### WORK TO BE COMPLETED
Scale the stretch from the start of the records through the line that contains "(1360, 368)", both ends included, by writing out only those lines again with their requests and multiplying every point coordinate by 1.15, rounding to whole numbers with halves rounded up. Leave the pictures out of your answer.

### RECORDS TO PROCESS

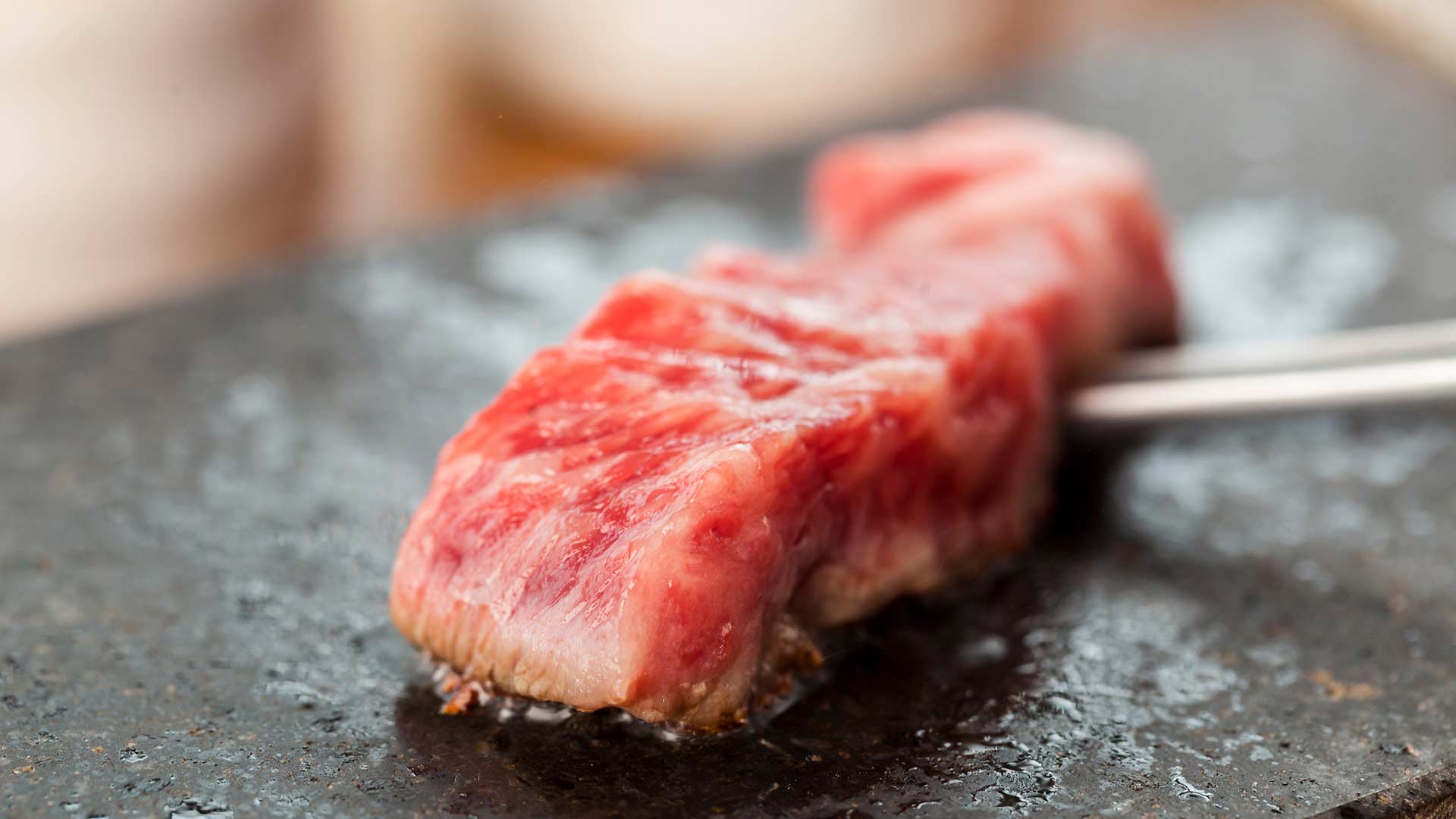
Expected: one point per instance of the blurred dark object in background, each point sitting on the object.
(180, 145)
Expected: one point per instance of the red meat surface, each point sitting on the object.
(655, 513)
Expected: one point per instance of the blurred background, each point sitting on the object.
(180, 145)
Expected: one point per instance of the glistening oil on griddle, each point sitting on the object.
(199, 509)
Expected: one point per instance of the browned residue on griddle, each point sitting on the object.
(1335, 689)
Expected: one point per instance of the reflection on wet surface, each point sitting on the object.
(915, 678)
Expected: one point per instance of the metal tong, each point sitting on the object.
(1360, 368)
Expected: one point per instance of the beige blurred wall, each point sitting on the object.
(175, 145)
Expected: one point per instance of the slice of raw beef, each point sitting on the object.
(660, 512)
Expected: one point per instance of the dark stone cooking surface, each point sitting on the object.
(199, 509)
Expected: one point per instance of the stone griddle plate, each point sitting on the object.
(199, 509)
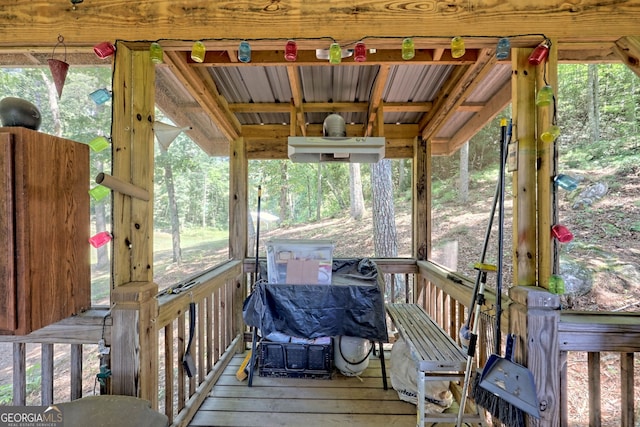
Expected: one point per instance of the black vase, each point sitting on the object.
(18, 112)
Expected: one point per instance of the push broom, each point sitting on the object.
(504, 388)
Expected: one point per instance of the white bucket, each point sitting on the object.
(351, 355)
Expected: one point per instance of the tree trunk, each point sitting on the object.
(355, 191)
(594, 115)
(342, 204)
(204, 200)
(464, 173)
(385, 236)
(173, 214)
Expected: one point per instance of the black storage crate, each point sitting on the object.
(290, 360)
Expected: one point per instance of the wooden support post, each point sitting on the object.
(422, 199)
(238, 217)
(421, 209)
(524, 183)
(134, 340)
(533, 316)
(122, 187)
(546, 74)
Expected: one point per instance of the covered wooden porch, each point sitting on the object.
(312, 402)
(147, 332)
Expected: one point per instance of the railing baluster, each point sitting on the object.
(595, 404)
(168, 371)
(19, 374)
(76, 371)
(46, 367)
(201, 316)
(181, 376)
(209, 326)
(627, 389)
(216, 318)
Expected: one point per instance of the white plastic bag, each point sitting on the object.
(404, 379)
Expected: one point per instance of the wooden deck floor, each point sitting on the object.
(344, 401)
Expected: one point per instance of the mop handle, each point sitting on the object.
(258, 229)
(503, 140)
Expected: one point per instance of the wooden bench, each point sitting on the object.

### OUTPUT FOR THIS EXERCISE
Expected: one point per instance of the blurred dark object in background, each point sitting on the object.
(207, 167)
Expected: one point per instance of the red meat surface, each point sitting on the object.
(753, 590)
Expected: one point per instance of the blurred background, each point sitting on the object.
(207, 167)
Expected: one point per instance of the glistening oil on griddle, each point sitting on the object.
(229, 585)
Expected: one point per instance of the browned residue on griddle, each point sitting on the object.
(1535, 792)
Expected: one point per instance of the reflection on wet surface, each point sitting on the object.
(1052, 780)
Expected: one point per instance of the metal tong, each point sitting on the object.
(1564, 423)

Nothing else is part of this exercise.